#### SELECTED TEXT:
————————

In this case study, we will see how an early completion bonus can be a win-win opportunity for all the stakeholders of a project. Rather than spending time on pure price negotiations or worst-case legal subjects, the parties should collaborate to find win-win solutions and optimize the overall project value. 


The context of this case study is a multicultural negotiation for a privately developed concession to build and operate a hydro-power plant during 30 years. The power plant included multiple turbine-generator units.

The main project stakeholders were the following:

  • The local Utility, the off-taker of the entire electricity production
  • The Project Owner, the private developer
  • The EPC Contractor
  • The EM Contractor, supplier of the turbine-generator units as a subcontractor to the EPC Contractor

At the start of the negotiations, the Owner wanted to have a single taking-over of the entire power plant. This was probably because the single taking-over date would be the starting point of the 30 years’ concession period and of the loan repayment.

Initial exchange of arguments:

The EM Contractor explained that, due to the nature of the project, there would be value in allowing a sectional take-over (i.e. a taking-over per unit). In fact, the hydro-power project was of the run-of-the-river type, with a regular flow of water that would remain unused for energy production until the last unit would be commissioned and the overall power plant taken-over.

Acknowledging the advantage, the Owner wanted the EM Contractor to operate the units during several months without taking-over.

————————

#### STORED RECORDS:
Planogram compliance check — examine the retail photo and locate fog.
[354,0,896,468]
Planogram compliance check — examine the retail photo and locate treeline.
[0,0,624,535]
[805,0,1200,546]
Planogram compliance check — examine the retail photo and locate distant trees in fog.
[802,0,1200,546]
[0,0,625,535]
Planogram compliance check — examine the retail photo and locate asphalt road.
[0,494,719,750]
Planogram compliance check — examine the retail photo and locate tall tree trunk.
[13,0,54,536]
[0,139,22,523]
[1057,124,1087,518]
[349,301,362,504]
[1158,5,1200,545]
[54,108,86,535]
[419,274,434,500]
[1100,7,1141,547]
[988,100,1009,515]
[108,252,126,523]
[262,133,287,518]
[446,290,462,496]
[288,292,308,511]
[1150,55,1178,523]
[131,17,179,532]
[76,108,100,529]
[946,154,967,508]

————————

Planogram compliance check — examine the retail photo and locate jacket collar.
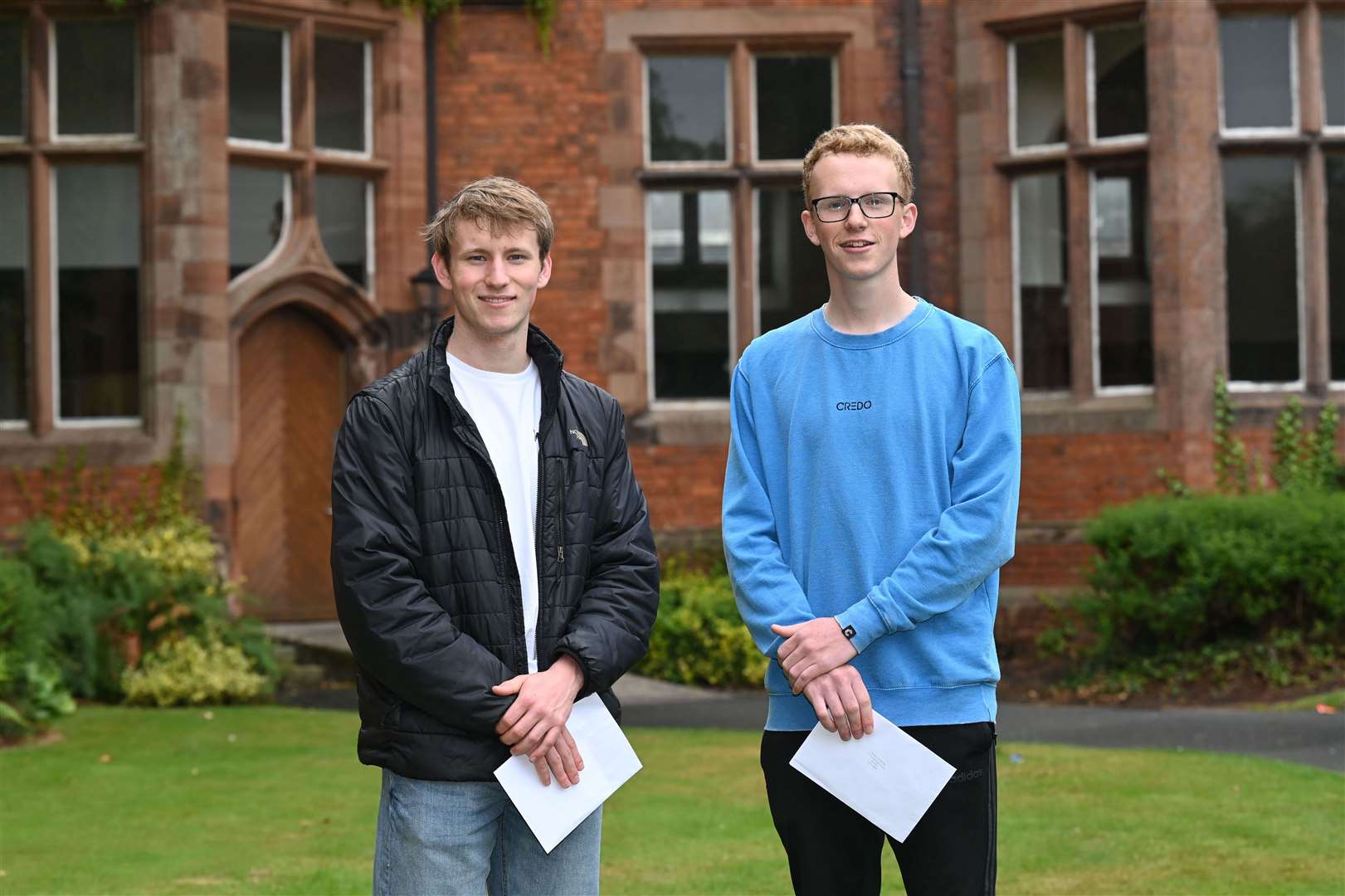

————————

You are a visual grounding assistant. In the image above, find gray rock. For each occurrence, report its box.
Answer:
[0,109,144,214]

————————

#### ACTIONS TO TAKE:
a) In the hydro-power case study, for how many years would the concession run?
b) Pick up the hydro-power case study where it stops and keep writing.

#### RESULTS OF THE TASKS:
a) 30 years.

b)
The usual business practice is that the units should not be used for commercial operation before the taking-over. Use before taking-over (except for commissioning and trial run) triggers deemed acceptance in standard contracts. Also, the insurances are different for the construction phase (CAR insurance) and operation phase (equipment breakdown insurance).

early completion bonus

A win-win solution was found with an early completion bonus

The parties agreed to a mechanism of a single, final taking-over of the units which would be the reference date for the concession period. However, any unit that could be commissioned before this final taking-over would be transferred to (including a transfer of risk and insurance obligation) and operated by the Owner. An early completion bonus for each unit, digressive for the number of units put into service, was contractually foreseen from the start to motivate the Contractors all along the construction phase to find fast-track solutions.

The advantages for each of the stakeholders were as follows:

  • The Utility benefited from early generation, avoiding further outages that were regularly occurring in the country and replacing very costly emergency diesel generated electricity by the lower tariff hydro generated electricity.
  • The Project Owner benefited from their part of the bonus payments from the Utility (linked to the early operation). The early start-up of the electricity production improved the operators’ learning process leading to lower outages, higher availability and probably less warranty issues after the overall take-over of the power plant.
  • The EPC Contractor and the EM subcontractor benefited from potential early completion bonus.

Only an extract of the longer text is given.